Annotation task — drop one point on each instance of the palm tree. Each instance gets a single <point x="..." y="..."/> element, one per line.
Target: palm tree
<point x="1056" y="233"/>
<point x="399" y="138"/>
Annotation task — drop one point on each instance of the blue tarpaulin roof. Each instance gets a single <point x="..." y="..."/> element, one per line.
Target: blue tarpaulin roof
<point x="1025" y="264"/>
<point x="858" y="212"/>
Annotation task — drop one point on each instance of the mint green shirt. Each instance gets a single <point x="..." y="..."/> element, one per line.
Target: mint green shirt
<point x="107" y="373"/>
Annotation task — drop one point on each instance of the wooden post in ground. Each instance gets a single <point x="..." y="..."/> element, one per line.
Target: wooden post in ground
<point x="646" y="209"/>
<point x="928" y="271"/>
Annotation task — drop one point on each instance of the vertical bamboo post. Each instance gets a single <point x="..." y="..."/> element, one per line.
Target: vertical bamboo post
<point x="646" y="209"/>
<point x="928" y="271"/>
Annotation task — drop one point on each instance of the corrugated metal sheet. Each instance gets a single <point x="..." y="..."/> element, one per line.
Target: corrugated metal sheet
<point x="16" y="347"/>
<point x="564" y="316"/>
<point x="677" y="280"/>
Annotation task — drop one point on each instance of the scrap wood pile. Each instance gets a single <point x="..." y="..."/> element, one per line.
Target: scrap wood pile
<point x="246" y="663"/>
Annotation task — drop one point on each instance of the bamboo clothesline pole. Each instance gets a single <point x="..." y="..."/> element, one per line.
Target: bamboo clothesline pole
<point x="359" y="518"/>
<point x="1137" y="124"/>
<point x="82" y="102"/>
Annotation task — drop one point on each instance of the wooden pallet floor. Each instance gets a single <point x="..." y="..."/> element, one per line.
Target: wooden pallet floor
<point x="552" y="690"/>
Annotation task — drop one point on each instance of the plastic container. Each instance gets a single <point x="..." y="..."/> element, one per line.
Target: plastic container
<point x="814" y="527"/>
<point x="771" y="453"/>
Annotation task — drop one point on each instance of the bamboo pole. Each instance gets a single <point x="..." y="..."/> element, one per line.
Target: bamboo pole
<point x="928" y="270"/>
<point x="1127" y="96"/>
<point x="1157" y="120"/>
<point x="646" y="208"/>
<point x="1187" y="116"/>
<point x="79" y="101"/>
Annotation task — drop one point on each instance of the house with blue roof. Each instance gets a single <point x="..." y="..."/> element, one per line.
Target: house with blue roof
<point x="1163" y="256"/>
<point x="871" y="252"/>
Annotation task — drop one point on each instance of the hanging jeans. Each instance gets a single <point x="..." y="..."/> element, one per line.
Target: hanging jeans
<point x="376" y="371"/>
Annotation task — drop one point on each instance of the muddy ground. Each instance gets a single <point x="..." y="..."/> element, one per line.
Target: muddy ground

——

Could you reproduce all of the material above, word for word and line for line?

### Expected answer:
Annotation task — drop one point on each instance of the palm tree. Each instance gets a single <point x="..." y="..."/> element, one per line.
Target: palm tree
<point x="1056" y="233"/>
<point x="399" y="138"/>
Annotation task — drop one point on each instance of the blue tarpaulin roof. Each instance gets a single <point x="..." y="..."/> element, one per line.
Target: blue tarpaulin roof
<point x="1025" y="264"/>
<point x="858" y="212"/>
Annotation task — drop one point on each instance of the mint green shirt. Each instance gets a single <point x="..." y="..."/> element, one per line.
Target: mint green shirt
<point x="107" y="373"/>
Annotation task — drop one point on each instance of the wooden post in ground. Each instance gets a single <point x="..." y="..."/> element, one per line.
Target: wooden post in ground
<point x="646" y="209"/>
<point x="928" y="271"/>
Annotation task — drop one point on each instance of the vertical bamboo post. Each instance gets a single <point x="..." y="..."/> element, one per line.
Target: vertical bamboo post
<point x="646" y="209"/>
<point x="928" y="271"/>
Annotation task — drop one point on each instance of the corrugated metal sheet. Each instance gets a single <point x="..." y="..."/> element, one per line.
Target: corrugated metal sheet
<point x="16" y="347"/>
<point x="564" y="316"/>
<point x="677" y="280"/>
Annotation task — drop one point on each instance of the scrap wood pile. Each instance gets a single <point x="..." y="..."/> element, one per line.
Target: scrap wood pile
<point x="246" y="663"/>
Annotation task — drop one point on each instance of the bamboo clothesline pole. Each instance gets a single <point x="..." y="..."/> element, one per line.
Target: bamboo clothesline pole
<point x="359" y="518"/>
<point x="1137" y="124"/>
<point x="82" y="102"/>
Annotation task — drop one point on each instance of the wooden pallet floor. Each instance gets a single <point x="..." y="..."/> element, one per line.
Target: wooden pallet floor
<point x="552" y="690"/>
Annotation task — drop one point on each instance of the plastic container. Each instance gets a single <point x="..." y="..."/> element, one per line.
Target: plastic container
<point x="814" y="527"/>
<point x="771" y="453"/>
Annotation task — drop one point on each instance of the bamboo pole. Each instance gets a single <point x="..." y="..."/> element, one per line.
Target: bamboo pole
<point x="928" y="270"/>
<point x="1127" y="96"/>
<point x="1157" y="120"/>
<point x="646" y="208"/>
<point x="1187" y="116"/>
<point x="79" y="101"/>
Annotation task — drop one point on each instance of the house with blue roof. Each instance gets a single <point x="..." y="..."/> element, one per line.
Target: house with blue roof
<point x="1163" y="256"/>
<point x="871" y="252"/>
Annotation task — drop one point on each instance of the hanging jeans. Each instance gets a single <point x="..." y="..."/> element, one per line.
Target: hanging jeans
<point x="376" y="371"/>
Annotation task — drop one point on each instance of the muddy ground. Each instance gets a single <point x="..." y="..."/> element, one per line.
Target: muddy ground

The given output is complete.